Lessons learnt can help prevent future disasters and save lives
Thousands more lives and millions of dollars could have been saved if the international community had taken decisive action on early warnings of a hunger crisis in East Africa, according to a new report by international aid agencies Oxfam and Save the Children.
The report, A Dangerous Delay, says a culture of risk aversion caused a six-month delay in the large-scale aid effort because humanitarian agencies and national governments were too slow to scale up their response to the crisis, and the international community wanted proof of a humanitarian catastrophe before acting to prevent one.
“We all bear responsibility for this dangerous delay that cost lives in East Africa and we need to learn the lessons of the late response,” said Oxfam Australia’s acting Director of International Programs, Andrew Hartwich.
“It’s shocking that the poorest people are still bearing the brunt of a failure to respond swiftly and decisively. We know that acting early saves lives but collective risk aversion meant the international community was reluctant to scale up its response until it was certain there was a crisis.”
Save the Children’s Director of Emergency Response Scott Gilbert said: “Too often we have witnessed global inaction on world hunger, and we’ve had to rely on the news media to shock us into action with images of desperately malnourished children.
“The early warning signs were clear. If the international community had committed funds when it mattered most then thousands more lives would have been saved in East Africa.”
Sophisticated early warning systems first forecast a likely emergency as early as August 2010 but the full-scale response was not launched until July 2011 when malnutrition rates in parts of the region had gone far beyond the emergency threshold and there was high profile media coverage of the crisis.

-- -- --

Task set >>
#1 According to the East Africa hunger crisis article, why was the large-scale aid effort delayed by six months? Answer in one to three sentences.
#2 Answer these questions from the East Africa hunger crisis article:
(a) What is the title of the report by Oxfam and Save the Children?
(b) When did early warning systems first forecast a likely emergency?
(c) What position does Scott Gilbert hold?
#3 Resume the East Africa hunger crisis article after its final sentence, which ends "high profile media coverage of the crisis."

-- -- --

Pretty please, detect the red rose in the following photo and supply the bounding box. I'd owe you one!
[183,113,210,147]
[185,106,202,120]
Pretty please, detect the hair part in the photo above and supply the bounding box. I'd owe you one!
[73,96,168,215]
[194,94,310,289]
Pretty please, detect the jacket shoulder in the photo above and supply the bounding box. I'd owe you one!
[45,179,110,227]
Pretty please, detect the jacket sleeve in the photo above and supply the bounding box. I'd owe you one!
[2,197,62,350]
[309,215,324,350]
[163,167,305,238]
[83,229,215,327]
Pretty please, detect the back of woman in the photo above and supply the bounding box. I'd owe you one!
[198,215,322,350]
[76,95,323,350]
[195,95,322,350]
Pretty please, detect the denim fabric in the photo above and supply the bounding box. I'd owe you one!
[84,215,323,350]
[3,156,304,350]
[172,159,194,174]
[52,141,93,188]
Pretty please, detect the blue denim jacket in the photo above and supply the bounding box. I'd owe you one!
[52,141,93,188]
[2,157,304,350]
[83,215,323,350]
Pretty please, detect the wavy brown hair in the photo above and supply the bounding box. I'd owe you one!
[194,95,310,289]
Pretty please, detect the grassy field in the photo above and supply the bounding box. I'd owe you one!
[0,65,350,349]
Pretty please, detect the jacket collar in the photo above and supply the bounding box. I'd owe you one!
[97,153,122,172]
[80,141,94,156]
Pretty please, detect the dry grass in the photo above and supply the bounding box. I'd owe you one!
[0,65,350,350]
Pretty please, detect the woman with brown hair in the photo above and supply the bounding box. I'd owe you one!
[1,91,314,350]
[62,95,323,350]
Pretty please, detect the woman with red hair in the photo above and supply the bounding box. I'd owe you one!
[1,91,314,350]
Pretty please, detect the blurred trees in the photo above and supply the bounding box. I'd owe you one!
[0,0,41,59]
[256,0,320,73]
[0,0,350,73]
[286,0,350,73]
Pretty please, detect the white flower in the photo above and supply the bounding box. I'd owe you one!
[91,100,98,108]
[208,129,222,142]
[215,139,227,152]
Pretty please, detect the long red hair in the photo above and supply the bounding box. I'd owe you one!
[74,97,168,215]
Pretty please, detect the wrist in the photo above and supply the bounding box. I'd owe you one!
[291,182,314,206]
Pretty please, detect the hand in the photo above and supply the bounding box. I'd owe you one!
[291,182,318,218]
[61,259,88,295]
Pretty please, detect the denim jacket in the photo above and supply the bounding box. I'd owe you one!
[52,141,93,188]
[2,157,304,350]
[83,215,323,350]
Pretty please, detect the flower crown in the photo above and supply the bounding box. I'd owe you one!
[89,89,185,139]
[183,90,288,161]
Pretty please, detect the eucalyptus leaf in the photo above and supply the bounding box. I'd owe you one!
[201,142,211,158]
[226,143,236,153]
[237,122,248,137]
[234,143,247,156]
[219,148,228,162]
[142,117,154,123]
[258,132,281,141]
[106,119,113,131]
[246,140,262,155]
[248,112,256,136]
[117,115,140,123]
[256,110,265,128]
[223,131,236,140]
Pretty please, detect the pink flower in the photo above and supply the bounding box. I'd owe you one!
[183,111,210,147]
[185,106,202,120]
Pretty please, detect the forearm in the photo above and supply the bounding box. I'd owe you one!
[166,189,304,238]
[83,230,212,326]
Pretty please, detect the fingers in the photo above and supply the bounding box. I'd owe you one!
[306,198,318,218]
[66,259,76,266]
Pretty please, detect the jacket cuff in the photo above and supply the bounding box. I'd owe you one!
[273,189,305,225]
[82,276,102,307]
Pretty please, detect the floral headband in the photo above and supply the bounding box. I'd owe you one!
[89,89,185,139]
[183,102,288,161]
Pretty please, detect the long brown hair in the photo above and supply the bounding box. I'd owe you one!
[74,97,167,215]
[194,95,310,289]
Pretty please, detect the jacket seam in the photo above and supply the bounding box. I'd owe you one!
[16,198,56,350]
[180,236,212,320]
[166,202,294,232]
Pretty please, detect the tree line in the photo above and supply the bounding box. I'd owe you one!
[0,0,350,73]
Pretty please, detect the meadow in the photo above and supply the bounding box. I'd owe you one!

-- -- --

Per-task answers >>
#1 The report blames a culture of risk aversion. Humanitarian agencies and national governments were too slow to scale up their response, and the international community wanted proof of a humanitarian catastrophe before acting to prevent one.

#2
(a) A Dangerous Delay
(b) As early as August 2010
(c) Save the Children's Director of Emergency Response

#3
Save the Children and Oxfam say more funding for food emergencies should be sought and released as soon as accurate early warnings are received, rather than the current system which funds large scale emergency work only when hunger levels have reached tipping-point – by which time lives have already been lost and the cost of the response is much greater.
The agencies are calling on governments to overhaul their response to food crises in order to better prevent crises from occurring, mitigate their impact when they do occur as well as build the resilience of communities and national governments to help them avert a crisis.
While some positive action by governments did take place – such as improved early warning systems and social protection schemes that meant families were given some early support – much more was needed across the region.
Although it is impossible to calculate exactly how many people died as a result of drought, one estimate suggests that between 50,000 and 100,000 lives were lost between April and August 2011, more than half of them children under the age of five. Today, Somalia remains the most acute food crisis in the world, with hundreds of thousands of people still at risk.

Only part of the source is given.